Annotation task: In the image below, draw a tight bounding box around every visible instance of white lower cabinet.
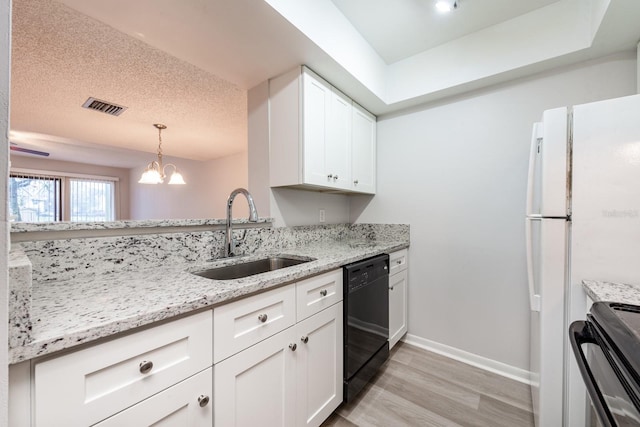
[96,368,213,427]
[213,322,296,427]
[33,310,213,427]
[15,269,343,427]
[389,249,408,349]
[214,294,343,427]
[296,302,344,427]
[389,270,407,348]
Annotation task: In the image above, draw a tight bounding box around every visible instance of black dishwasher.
[343,254,389,402]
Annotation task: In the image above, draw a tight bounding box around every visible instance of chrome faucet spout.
[224,188,258,257]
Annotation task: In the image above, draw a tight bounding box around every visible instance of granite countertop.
[582,280,640,305]
[9,240,409,364]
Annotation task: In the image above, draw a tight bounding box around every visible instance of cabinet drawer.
[296,270,342,322]
[96,368,213,427]
[34,311,213,427]
[389,249,408,275]
[213,285,296,363]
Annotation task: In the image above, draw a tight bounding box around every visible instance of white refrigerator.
[526,95,640,427]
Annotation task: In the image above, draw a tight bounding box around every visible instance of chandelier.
[138,123,185,185]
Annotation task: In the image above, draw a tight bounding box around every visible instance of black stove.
[569,302,640,426]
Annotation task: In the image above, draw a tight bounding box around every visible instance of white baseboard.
[402,334,531,384]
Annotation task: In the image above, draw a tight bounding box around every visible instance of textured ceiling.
[11,0,640,166]
[11,0,247,164]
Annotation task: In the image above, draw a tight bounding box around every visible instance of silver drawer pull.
[140,360,153,374]
[198,394,209,408]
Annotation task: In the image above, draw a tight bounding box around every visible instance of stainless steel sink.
[193,256,314,280]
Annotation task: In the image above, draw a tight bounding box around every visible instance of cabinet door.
[350,103,376,194]
[296,302,343,426]
[389,270,407,349]
[302,72,333,186]
[96,368,213,427]
[214,327,299,427]
[325,89,352,190]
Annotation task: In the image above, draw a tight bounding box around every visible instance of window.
[9,173,62,222]
[9,171,117,222]
[69,178,115,222]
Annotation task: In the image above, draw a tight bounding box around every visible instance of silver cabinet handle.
[140,360,153,374]
[198,394,209,408]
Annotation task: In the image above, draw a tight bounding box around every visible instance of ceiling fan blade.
[9,143,49,157]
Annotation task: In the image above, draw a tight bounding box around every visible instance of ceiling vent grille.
[82,98,127,116]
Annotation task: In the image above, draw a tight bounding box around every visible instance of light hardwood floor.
[322,343,534,427]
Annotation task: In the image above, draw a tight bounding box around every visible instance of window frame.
[9,168,120,222]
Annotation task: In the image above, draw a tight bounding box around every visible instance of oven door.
[569,321,640,427]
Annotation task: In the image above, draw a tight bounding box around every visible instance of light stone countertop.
[9,240,409,364]
[582,280,640,305]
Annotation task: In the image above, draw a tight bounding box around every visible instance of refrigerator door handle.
[526,123,542,216]
[525,217,541,312]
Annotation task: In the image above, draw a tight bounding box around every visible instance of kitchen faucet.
[224,188,258,257]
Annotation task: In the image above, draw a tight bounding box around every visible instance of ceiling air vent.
[82,98,127,116]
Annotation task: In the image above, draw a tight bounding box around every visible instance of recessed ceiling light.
[436,0,458,13]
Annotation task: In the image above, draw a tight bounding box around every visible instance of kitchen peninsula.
[9,220,409,425]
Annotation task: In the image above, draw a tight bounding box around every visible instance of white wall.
[0,0,11,426]
[130,153,248,220]
[350,52,636,369]
[11,154,131,219]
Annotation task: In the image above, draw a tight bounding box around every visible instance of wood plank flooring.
[322,343,534,427]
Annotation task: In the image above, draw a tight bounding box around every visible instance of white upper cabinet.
[351,102,376,194]
[269,67,376,194]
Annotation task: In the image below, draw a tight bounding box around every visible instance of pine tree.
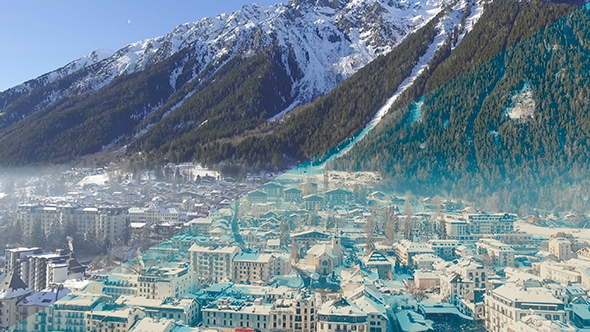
[29,220,47,248]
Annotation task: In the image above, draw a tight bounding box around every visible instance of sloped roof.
[0,271,33,300]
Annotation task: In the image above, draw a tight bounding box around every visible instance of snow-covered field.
[514,221,590,241]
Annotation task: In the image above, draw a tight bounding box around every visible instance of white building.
[394,240,434,266]
[115,295,200,325]
[485,283,567,332]
[549,237,574,261]
[189,244,241,285]
[201,298,272,332]
[84,303,145,332]
[316,299,369,332]
[539,261,582,285]
[17,204,127,242]
[443,213,516,241]
[476,238,515,267]
[507,315,577,332]
[232,253,275,284]
[137,263,193,299]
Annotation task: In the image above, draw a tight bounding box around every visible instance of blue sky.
[0,0,286,91]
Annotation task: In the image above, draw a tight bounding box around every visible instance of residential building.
[201,298,273,332]
[485,283,567,332]
[115,295,200,326]
[363,251,395,279]
[232,253,275,284]
[539,261,582,285]
[5,248,86,291]
[549,237,574,261]
[137,263,193,299]
[428,240,461,260]
[476,238,515,267]
[189,244,241,286]
[84,303,146,332]
[0,271,33,330]
[316,298,369,332]
[395,240,434,266]
[17,204,128,242]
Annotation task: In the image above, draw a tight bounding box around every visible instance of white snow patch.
[76,173,109,187]
[504,82,535,121]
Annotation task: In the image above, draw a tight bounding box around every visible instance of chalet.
[248,190,268,203]
[283,188,303,202]
[291,231,330,247]
[363,251,393,279]
[303,195,324,210]
[260,182,284,198]
[326,189,353,204]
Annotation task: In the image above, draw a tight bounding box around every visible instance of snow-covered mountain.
[0,0,478,166]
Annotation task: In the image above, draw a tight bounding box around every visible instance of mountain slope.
[334,1,590,211]
[0,0,456,164]
[194,0,579,168]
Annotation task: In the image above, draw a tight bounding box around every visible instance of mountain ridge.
[0,0,462,165]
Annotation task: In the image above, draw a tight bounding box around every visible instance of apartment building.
[189,244,241,286]
[485,283,567,332]
[232,253,275,284]
[549,237,574,261]
[17,204,128,241]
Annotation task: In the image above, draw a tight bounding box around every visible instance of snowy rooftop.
[492,283,563,305]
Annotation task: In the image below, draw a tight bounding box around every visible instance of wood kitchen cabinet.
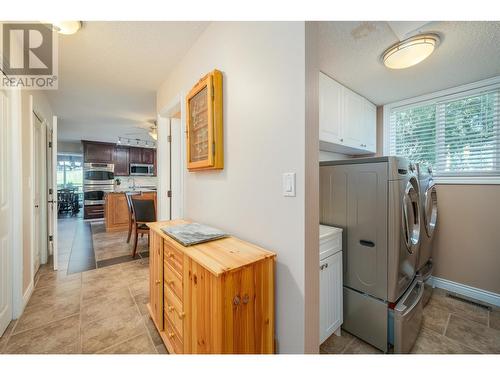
[113,146,130,176]
[319,72,377,155]
[148,220,276,354]
[82,141,115,163]
[129,147,156,164]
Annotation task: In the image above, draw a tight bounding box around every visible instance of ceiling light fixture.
[50,21,82,35]
[382,34,439,69]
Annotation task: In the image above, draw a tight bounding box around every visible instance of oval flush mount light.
[382,34,439,69]
[50,21,82,35]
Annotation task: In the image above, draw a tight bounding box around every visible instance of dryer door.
[403,176,420,254]
[424,181,437,238]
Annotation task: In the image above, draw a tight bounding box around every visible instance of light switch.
[283,172,295,197]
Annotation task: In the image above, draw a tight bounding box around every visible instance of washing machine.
[416,164,438,306]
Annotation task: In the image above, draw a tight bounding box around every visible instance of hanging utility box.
[186,70,224,171]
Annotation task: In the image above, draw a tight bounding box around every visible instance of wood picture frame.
[186,70,224,171]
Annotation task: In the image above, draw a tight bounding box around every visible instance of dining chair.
[131,196,156,258]
[125,192,141,243]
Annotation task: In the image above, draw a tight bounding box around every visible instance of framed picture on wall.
[186,70,224,171]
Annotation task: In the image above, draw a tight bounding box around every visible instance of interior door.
[47,116,58,270]
[170,118,183,220]
[0,91,12,336]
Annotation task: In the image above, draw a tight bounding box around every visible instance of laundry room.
[316,21,500,354]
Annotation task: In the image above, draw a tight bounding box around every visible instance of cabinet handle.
[242,294,250,305]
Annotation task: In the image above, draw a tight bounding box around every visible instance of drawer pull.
[167,305,186,319]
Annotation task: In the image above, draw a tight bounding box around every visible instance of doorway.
[0,90,13,336]
[157,95,186,220]
[32,111,48,274]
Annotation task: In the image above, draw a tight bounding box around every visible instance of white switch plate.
[283,172,295,197]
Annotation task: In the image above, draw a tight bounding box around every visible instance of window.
[385,79,500,181]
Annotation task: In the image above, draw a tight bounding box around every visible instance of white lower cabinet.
[319,251,343,344]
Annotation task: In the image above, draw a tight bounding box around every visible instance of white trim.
[431,276,500,306]
[23,280,35,310]
[11,89,24,319]
[434,176,500,185]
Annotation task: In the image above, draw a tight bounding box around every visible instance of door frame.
[8,88,25,319]
[29,101,48,282]
[156,93,186,220]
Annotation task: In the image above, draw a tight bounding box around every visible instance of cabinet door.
[319,72,343,144]
[342,89,365,149]
[319,251,343,343]
[83,142,114,163]
[362,100,377,152]
[114,146,129,176]
[142,148,155,164]
[129,147,142,164]
[149,231,163,331]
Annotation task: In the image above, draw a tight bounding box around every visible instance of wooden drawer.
[165,314,184,354]
[163,241,184,277]
[163,285,186,340]
[164,263,183,302]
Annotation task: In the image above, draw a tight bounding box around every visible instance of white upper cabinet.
[319,72,344,143]
[319,72,377,155]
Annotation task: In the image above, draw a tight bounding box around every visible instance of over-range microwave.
[130,164,155,176]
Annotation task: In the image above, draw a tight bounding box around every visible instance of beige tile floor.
[0,219,167,354]
[320,289,500,354]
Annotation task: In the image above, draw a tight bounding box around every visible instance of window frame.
[382,76,500,185]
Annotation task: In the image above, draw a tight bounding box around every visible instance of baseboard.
[23,280,35,310]
[431,276,500,306]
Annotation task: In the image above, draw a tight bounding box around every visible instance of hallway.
[0,219,166,354]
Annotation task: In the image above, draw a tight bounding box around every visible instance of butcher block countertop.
[148,220,276,276]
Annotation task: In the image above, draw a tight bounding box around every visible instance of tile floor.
[320,289,500,354]
[0,219,167,354]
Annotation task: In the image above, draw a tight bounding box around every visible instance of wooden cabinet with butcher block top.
[148,220,276,354]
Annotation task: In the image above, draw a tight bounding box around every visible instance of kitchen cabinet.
[82,141,115,163]
[319,251,343,342]
[113,146,130,176]
[319,225,343,344]
[148,220,276,354]
[319,72,377,155]
[130,147,156,164]
[82,141,157,177]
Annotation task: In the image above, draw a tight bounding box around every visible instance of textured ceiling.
[48,22,208,142]
[319,21,500,105]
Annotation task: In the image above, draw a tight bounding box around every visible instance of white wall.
[157,22,305,353]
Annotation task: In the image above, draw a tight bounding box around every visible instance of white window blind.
[389,88,500,177]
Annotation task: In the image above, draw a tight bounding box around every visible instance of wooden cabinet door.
[142,148,155,164]
[319,251,343,343]
[149,232,163,331]
[319,72,344,144]
[129,147,142,164]
[342,89,365,149]
[114,146,129,176]
[83,142,114,163]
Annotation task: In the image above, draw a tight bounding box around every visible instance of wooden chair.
[131,196,156,258]
[125,192,141,243]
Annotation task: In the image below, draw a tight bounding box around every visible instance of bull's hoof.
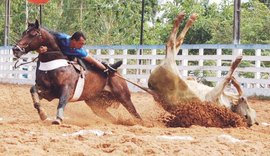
[52,118,62,125]
[39,108,48,121]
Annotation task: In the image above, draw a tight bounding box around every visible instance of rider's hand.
[37,46,48,54]
[102,62,117,75]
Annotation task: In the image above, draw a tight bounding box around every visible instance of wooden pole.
[4,0,10,46]
[233,0,241,55]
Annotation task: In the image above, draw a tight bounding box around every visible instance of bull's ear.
[35,19,39,29]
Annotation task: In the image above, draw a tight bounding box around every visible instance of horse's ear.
[35,19,39,29]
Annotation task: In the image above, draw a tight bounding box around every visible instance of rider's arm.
[36,46,48,54]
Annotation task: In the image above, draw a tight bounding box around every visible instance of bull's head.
[232,97,258,126]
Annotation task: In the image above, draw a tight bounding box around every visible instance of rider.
[38,31,118,72]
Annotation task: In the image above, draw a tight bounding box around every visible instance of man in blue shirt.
[38,31,115,72]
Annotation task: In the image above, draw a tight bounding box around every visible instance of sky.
[159,0,249,4]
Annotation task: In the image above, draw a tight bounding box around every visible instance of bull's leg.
[52,86,69,125]
[85,100,117,123]
[109,76,142,121]
[30,86,47,120]
[231,76,243,97]
[166,12,185,58]
[205,56,242,102]
[175,13,198,50]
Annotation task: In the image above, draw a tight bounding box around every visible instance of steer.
[148,12,257,126]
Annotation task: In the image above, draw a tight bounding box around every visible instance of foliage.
[0,0,270,45]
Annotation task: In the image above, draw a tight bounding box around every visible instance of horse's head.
[12,20,43,58]
[232,97,258,126]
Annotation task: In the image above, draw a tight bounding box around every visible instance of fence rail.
[0,44,270,96]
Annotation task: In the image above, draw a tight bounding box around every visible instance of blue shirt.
[54,33,88,58]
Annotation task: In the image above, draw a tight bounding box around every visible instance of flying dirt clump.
[162,101,247,128]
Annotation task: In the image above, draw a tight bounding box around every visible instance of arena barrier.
[0,44,270,96]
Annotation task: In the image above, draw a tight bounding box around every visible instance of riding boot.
[101,61,123,72]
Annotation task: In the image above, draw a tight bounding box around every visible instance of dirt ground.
[0,84,270,156]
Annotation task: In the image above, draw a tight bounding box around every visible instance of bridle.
[14,28,42,55]
[13,28,42,69]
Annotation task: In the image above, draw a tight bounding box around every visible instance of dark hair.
[70,31,86,41]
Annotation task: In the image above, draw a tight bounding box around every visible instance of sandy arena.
[0,84,270,156]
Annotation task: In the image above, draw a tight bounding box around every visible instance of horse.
[12,20,142,124]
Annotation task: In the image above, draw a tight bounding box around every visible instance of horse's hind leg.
[30,86,47,120]
[85,100,117,123]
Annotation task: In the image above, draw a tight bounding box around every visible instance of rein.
[13,56,38,69]
[13,51,61,69]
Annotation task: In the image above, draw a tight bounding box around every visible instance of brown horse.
[12,20,141,124]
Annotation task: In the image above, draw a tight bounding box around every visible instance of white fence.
[0,44,270,96]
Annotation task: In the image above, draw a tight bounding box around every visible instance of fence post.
[198,48,204,77]
[216,49,222,77]
[122,49,127,75]
[182,49,188,77]
[151,49,157,66]
[109,49,114,64]
[255,49,262,88]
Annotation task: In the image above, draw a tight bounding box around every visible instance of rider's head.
[70,31,86,48]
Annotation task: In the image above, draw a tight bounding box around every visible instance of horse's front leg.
[30,85,47,121]
[52,86,70,125]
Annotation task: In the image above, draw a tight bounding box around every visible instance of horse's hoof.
[52,119,62,125]
[39,109,48,121]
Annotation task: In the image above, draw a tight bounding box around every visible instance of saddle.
[70,58,123,75]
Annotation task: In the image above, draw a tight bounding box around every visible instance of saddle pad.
[38,59,69,71]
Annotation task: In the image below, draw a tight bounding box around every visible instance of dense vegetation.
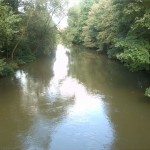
[63,0,150,96]
[0,0,67,76]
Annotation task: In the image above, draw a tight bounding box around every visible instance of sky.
[58,0,81,29]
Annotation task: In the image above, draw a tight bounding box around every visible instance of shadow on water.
[0,45,150,150]
[70,45,150,149]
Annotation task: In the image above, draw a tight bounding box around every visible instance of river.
[0,45,150,150]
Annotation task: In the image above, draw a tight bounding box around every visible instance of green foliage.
[115,38,150,71]
[66,0,150,96]
[0,0,67,76]
[0,59,18,77]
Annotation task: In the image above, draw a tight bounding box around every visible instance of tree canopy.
[64,0,150,96]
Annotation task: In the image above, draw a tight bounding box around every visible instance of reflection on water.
[0,45,150,150]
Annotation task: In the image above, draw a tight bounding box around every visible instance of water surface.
[0,45,150,150]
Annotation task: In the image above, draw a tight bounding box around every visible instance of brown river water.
[0,45,150,150]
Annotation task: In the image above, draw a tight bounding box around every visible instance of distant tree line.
[62,0,150,96]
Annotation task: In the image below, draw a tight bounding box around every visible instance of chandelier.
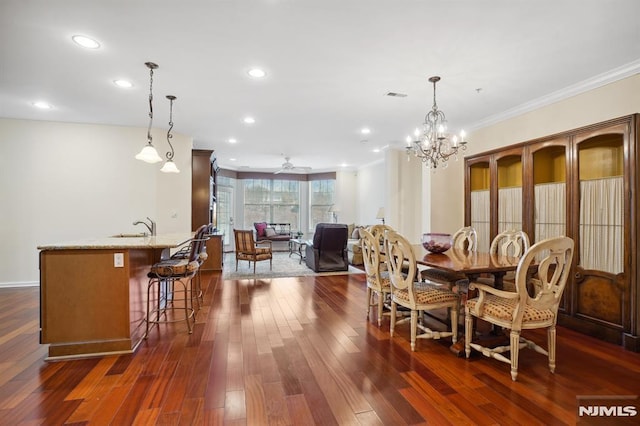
[136,62,162,164]
[406,76,467,169]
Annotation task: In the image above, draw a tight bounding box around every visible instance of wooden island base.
[39,234,191,360]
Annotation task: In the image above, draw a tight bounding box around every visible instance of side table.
[289,238,308,264]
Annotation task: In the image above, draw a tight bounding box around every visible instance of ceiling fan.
[273,157,311,175]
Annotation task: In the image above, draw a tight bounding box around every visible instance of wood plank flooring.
[0,273,640,425]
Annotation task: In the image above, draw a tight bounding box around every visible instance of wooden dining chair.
[465,237,574,381]
[384,231,459,351]
[360,228,391,327]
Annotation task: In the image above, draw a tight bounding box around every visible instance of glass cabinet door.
[497,155,522,233]
[529,144,567,244]
[468,161,491,251]
[578,134,624,274]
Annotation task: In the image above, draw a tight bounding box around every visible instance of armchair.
[306,223,349,272]
[233,229,273,274]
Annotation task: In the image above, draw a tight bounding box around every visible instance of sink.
[111,232,149,238]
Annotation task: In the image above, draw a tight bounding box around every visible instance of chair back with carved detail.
[384,231,459,351]
[465,237,574,380]
[452,226,478,251]
[233,229,273,274]
[360,228,391,326]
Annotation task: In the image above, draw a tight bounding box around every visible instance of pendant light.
[160,95,180,173]
[136,62,162,164]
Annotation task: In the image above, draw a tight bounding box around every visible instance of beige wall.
[429,74,640,232]
[0,119,192,287]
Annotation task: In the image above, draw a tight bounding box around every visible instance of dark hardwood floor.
[0,274,640,425]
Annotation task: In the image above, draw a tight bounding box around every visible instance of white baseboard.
[0,281,40,288]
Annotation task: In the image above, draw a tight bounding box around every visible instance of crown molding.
[469,59,640,130]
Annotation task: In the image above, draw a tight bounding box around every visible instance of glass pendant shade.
[136,144,162,164]
[160,160,180,173]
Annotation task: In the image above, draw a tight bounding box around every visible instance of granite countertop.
[38,232,193,250]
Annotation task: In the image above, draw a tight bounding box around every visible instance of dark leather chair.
[306,223,349,272]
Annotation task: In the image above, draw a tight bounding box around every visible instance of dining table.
[412,244,520,289]
[412,244,520,356]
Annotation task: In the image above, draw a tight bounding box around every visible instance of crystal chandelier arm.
[406,76,467,169]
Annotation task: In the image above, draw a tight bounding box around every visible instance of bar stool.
[171,223,213,310]
[144,225,206,339]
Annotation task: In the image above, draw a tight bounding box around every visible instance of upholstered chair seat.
[465,237,574,381]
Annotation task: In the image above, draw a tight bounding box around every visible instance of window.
[243,179,300,229]
[309,179,336,229]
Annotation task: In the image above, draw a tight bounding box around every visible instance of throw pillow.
[351,226,362,240]
[253,222,267,238]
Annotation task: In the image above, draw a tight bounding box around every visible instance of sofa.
[253,222,291,241]
[305,223,349,272]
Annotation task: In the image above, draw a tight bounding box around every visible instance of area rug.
[222,251,364,280]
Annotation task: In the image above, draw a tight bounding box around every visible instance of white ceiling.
[0,0,640,171]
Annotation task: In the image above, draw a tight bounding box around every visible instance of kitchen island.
[38,233,192,360]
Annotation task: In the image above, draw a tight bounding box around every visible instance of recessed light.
[33,101,52,109]
[113,80,133,89]
[247,68,267,78]
[71,35,100,49]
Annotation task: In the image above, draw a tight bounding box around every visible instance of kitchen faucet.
[133,216,156,237]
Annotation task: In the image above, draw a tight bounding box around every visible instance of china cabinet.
[465,114,640,351]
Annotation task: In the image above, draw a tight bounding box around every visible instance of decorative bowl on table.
[422,232,453,253]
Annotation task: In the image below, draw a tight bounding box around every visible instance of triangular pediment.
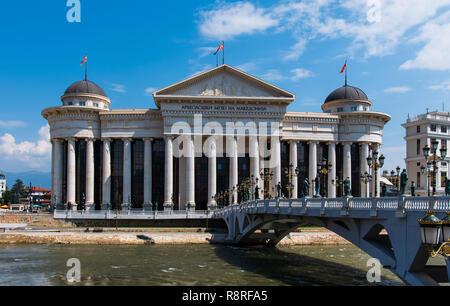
[153,65,295,100]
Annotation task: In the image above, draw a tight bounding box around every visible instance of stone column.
[50,139,56,207]
[86,139,95,210]
[270,135,281,189]
[343,142,353,192]
[249,136,261,199]
[308,141,318,195]
[122,138,132,209]
[144,138,153,210]
[360,142,370,198]
[208,136,217,210]
[289,140,298,199]
[67,138,77,210]
[372,143,381,198]
[102,138,112,210]
[186,136,195,210]
[54,139,64,209]
[328,142,337,198]
[164,136,173,210]
[227,136,239,204]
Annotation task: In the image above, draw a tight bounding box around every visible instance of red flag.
[214,43,223,55]
[80,55,87,66]
[340,61,347,73]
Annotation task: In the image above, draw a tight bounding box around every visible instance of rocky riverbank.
[0,230,349,245]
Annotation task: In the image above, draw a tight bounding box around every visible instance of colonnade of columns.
[52,136,380,210]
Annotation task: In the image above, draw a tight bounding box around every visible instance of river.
[0,245,403,286]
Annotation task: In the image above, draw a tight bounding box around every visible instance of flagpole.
[345,60,348,87]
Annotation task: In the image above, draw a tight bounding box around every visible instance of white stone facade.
[402,111,450,196]
[42,65,390,209]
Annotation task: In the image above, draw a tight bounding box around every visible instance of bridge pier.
[221,197,450,286]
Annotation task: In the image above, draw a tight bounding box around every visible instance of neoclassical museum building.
[42,64,390,210]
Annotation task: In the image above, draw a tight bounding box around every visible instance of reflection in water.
[0,245,402,286]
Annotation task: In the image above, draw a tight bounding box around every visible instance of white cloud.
[261,69,286,81]
[384,86,411,93]
[0,125,52,168]
[291,68,312,81]
[200,2,278,39]
[400,12,450,70]
[200,0,450,70]
[0,120,27,128]
[429,79,450,90]
[111,84,127,93]
[144,87,157,96]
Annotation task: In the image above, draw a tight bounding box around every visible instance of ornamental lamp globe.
[380,155,386,167]
[441,147,447,158]
[422,145,430,158]
[441,212,450,241]
[431,140,439,153]
[419,211,441,245]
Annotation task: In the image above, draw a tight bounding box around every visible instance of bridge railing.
[232,196,450,212]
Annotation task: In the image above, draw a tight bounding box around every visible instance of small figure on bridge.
[314,175,320,197]
[255,185,259,200]
[400,169,408,195]
[277,182,283,198]
[303,178,310,198]
[381,183,387,198]
[445,178,450,196]
[344,177,351,197]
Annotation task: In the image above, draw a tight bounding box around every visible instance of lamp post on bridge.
[284,164,300,199]
[367,150,385,198]
[420,162,431,196]
[423,140,447,197]
[418,211,450,279]
[360,171,372,197]
[317,158,333,197]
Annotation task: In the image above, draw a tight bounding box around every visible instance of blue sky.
[0,0,450,172]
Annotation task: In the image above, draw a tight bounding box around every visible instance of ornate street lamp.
[367,151,385,197]
[360,171,372,197]
[317,158,333,197]
[418,211,450,260]
[423,140,447,197]
[261,168,273,199]
[331,176,344,198]
[284,165,300,199]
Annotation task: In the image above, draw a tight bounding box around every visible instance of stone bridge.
[213,197,450,285]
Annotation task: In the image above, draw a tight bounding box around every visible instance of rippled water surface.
[0,245,403,286]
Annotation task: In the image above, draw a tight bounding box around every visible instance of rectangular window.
[441,172,447,187]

+---+

How many lines of the entries above contain the string "beige"? Reply with the number alone.

2